## GOAL
Please format all the entries below as a JSON list of strings, one string per line, leaving out any blank lines.

## PROVIDED DATA
────────
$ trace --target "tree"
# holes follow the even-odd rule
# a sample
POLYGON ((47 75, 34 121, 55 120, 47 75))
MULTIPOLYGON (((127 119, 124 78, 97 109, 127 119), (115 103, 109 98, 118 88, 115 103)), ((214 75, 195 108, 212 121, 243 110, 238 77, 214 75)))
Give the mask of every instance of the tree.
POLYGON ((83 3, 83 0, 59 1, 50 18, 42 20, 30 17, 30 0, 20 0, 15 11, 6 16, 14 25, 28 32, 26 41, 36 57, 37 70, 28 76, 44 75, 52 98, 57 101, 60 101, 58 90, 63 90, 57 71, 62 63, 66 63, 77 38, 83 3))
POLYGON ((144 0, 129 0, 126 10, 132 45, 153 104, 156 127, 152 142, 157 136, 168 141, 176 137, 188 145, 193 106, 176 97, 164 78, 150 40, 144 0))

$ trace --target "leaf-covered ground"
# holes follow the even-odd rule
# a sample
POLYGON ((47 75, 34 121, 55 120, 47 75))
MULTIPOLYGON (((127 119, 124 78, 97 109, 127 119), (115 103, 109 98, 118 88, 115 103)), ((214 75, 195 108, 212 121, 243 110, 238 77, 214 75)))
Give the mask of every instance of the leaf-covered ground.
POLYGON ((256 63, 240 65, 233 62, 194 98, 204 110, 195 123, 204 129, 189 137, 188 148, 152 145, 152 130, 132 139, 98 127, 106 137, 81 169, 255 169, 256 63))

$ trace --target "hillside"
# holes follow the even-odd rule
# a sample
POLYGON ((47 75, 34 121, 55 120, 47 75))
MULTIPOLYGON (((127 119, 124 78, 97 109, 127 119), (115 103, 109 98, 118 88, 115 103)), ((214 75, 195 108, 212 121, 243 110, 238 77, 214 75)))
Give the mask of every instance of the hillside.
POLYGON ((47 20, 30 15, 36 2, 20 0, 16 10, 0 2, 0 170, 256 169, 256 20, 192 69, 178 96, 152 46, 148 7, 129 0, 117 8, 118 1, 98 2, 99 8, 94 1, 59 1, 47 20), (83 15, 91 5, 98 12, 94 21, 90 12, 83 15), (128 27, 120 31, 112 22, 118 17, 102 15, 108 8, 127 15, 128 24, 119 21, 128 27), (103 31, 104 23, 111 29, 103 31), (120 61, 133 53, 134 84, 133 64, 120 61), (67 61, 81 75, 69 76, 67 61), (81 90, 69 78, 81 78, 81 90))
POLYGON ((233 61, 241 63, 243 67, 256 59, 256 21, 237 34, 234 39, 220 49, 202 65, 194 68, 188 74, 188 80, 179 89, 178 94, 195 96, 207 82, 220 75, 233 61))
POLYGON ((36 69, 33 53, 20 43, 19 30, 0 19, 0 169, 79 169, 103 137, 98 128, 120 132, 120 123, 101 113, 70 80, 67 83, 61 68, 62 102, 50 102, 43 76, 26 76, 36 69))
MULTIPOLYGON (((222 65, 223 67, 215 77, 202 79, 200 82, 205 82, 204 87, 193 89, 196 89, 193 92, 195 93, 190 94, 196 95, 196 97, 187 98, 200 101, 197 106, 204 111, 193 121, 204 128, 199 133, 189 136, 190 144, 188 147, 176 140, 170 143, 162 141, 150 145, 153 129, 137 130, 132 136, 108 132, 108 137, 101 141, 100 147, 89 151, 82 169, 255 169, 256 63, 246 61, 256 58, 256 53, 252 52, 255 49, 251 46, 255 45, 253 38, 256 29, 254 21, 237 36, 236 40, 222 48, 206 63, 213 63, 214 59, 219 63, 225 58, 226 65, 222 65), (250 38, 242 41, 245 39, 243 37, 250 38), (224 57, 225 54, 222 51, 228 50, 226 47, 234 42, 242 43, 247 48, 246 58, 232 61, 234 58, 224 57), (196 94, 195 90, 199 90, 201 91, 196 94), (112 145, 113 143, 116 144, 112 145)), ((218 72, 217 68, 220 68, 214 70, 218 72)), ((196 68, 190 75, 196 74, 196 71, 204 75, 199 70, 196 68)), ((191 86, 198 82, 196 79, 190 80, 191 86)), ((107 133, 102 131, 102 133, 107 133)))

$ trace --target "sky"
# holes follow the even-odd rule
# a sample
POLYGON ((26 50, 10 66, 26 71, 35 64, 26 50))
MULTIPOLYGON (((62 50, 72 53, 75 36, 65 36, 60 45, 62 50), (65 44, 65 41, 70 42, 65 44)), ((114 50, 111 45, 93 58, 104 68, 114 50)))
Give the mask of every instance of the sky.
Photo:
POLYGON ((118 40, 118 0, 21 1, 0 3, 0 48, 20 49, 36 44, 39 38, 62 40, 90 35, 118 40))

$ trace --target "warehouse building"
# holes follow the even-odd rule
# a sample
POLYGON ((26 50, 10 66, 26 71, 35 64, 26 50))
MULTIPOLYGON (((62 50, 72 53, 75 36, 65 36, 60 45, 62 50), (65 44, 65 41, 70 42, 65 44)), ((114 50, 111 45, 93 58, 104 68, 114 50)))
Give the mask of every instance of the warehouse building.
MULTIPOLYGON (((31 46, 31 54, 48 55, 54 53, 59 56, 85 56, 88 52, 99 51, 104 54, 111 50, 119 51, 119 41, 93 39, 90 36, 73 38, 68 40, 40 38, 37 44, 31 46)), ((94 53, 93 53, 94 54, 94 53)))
────────
## EXPECTED ANSWER
[
  "$ trace --target \"tree\"",
  "# holes follow the even-odd rule",
  "# a sample",
  "POLYGON ((47 75, 34 121, 55 120, 47 75))",
  "MULTIPOLYGON (((127 119, 124 78, 97 109, 127 119), (115 103, 109 98, 118 88, 115 103)), ((214 75, 195 108, 212 121, 243 110, 238 77, 214 75)))",
  "Give the mask of every instance of the tree.",
  "POLYGON ((83 3, 83 0, 59 1, 50 18, 42 20, 30 17, 30 0, 20 0, 15 11, 6 16, 14 25, 28 32, 26 41, 36 57, 37 70, 28 76, 44 75, 52 98, 57 101, 60 101, 58 90, 63 90, 57 71, 62 63, 66 63, 77 38, 83 3))",
  "POLYGON ((144 0, 129 0, 126 10, 132 45, 153 104, 156 127, 152 142, 157 136, 168 141, 176 137, 188 145, 193 106, 176 97, 164 78, 150 40, 144 0))",
  "$ trace --target \"leaf-covered ground\"",
  "# holes follow the even-odd rule",
  "# a sample",
  "POLYGON ((47 75, 34 121, 55 120, 47 75))",
  "MULTIPOLYGON (((127 119, 124 78, 97 109, 127 119), (115 103, 109 98, 118 88, 115 103)), ((214 75, 195 108, 212 121, 243 110, 238 77, 214 75)))",
  "Give the mask of every instance of the leaf-covered ground.",
  "POLYGON ((256 63, 240 65, 233 62, 194 98, 204 110, 195 123, 204 129, 189 137, 188 148, 152 145, 152 130, 132 139, 98 127, 106 137, 81 169, 255 169, 256 63))",
  "$ trace --target \"hillside\"",
  "# holes follow the even-odd rule",
  "# a sample",
  "POLYGON ((47 75, 34 121, 55 120, 47 75))",
  "MULTIPOLYGON (((127 119, 124 78, 97 109, 127 119), (115 103, 109 98, 118 88, 115 103)), ((214 75, 195 108, 212 121, 243 110, 238 77, 214 75)))",
  "Give the mask of every instance of the hillside.",
  "POLYGON ((47 20, 30 15, 36 2, 20 0, 16 10, 0 2, 0 170, 256 169, 256 20, 192 69, 178 96, 152 46, 148 7, 129 0, 117 8, 118 1, 98 2, 99 8, 94 1, 59 1, 47 20), (83 15, 91 5, 98 12, 94 21, 90 12, 83 15), (128 27, 120 31, 112 22, 118 17, 102 15, 108 8, 127 15, 128 24, 119 21, 128 27), (103 31, 104 23, 111 29, 103 31), (120 61, 133 53, 134 84, 133 64, 120 61), (67 61, 81 75, 69 76, 67 61), (81 90, 69 78, 81 78, 81 90))",
  "POLYGON ((233 61, 241 63, 243 67, 256 59, 256 21, 237 34, 234 39, 220 49, 202 65, 194 68, 188 74, 188 80, 179 89, 178 94, 195 96, 207 82, 220 75, 233 61))",
  "POLYGON ((36 69, 33 53, 20 43, 19 30, 0 19, 0 169, 79 169, 103 137, 98 128, 120 132, 120 123, 101 113, 70 80, 67 83, 61 68, 62 102, 50 102, 43 76, 26 76, 36 69))",
  "MULTIPOLYGON (((222 65, 223 67, 215 77, 202 79, 200 82, 205 82, 204 87, 193 89, 196 89, 193 92, 195 93, 190 94, 196 95, 196 97, 187 98, 200 101, 197 106, 204 111, 193 121, 204 128, 199 133, 189 136, 190 144, 188 147, 176 140, 170 143, 162 141, 150 145, 153 129, 137 130, 132 136, 108 132, 108 137, 101 141, 100 147, 89 151, 82 169, 255 169, 256 63, 246 61, 256 58, 256 53, 252 52, 255 49, 251 46, 255 45, 253 38, 256 29, 254 21, 237 36, 236 40, 222 48, 206 63, 213 63, 214 59, 219 63, 225 58, 226 65, 222 65), (250 38, 242 41, 245 39, 243 37, 250 38), (224 57, 225 54, 222 51, 228 50, 226 47, 234 42, 242 43, 247 48, 246 58, 232 61, 234 58, 224 57), (196 94, 195 90, 199 90, 201 91, 196 94), (112 145, 113 143, 116 144, 112 145)), ((218 72, 217 68, 220 68, 214 70, 218 72)), ((196 68, 190 75, 196 74, 196 71, 204 75, 199 70, 196 68)), ((191 86, 198 82, 196 79, 190 80, 191 86)), ((107 133, 102 131, 102 133, 107 133)))",
  "$ trace --target \"sky\"",
  "# holes follow the even-odd rule",
  "# a sample",
  "POLYGON ((26 50, 10 66, 26 71, 35 64, 26 50))",
  "MULTIPOLYGON (((62 50, 72 53, 75 36, 65 36, 60 45, 62 50), (65 44, 65 41, 70 42, 65 44)), ((114 50, 111 45, 93 58, 104 68, 114 50)))",
  "Give the mask of every instance of the sky.",
  "Photo:",
  "POLYGON ((118 40, 118 0, 21 1, 0 3, 0 48, 20 49, 36 44, 39 38, 62 40, 90 35, 118 40))",
  "$ trace --target \"warehouse building\"",
  "# holes follow the even-odd rule",
  "# a sample",
  "POLYGON ((26 50, 10 66, 26 71, 35 64, 26 50))",
  "MULTIPOLYGON (((62 50, 72 53, 75 36, 65 36, 60 45, 62 50), (65 44, 65 41, 70 42, 65 44)), ((114 50, 111 45, 93 58, 104 68, 114 50)))",
  "Give the mask of every instance of the warehouse building.",
  "MULTIPOLYGON (((31 46, 31 54, 48 55, 54 53, 59 56, 85 56, 88 52, 99 51, 104 54, 111 50, 119 51, 119 41, 93 39, 90 36, 73 38, 68 40, 40 38, 37 44, 31 46)), ((94 53, 93 53, 94 54, 94 53)))"
]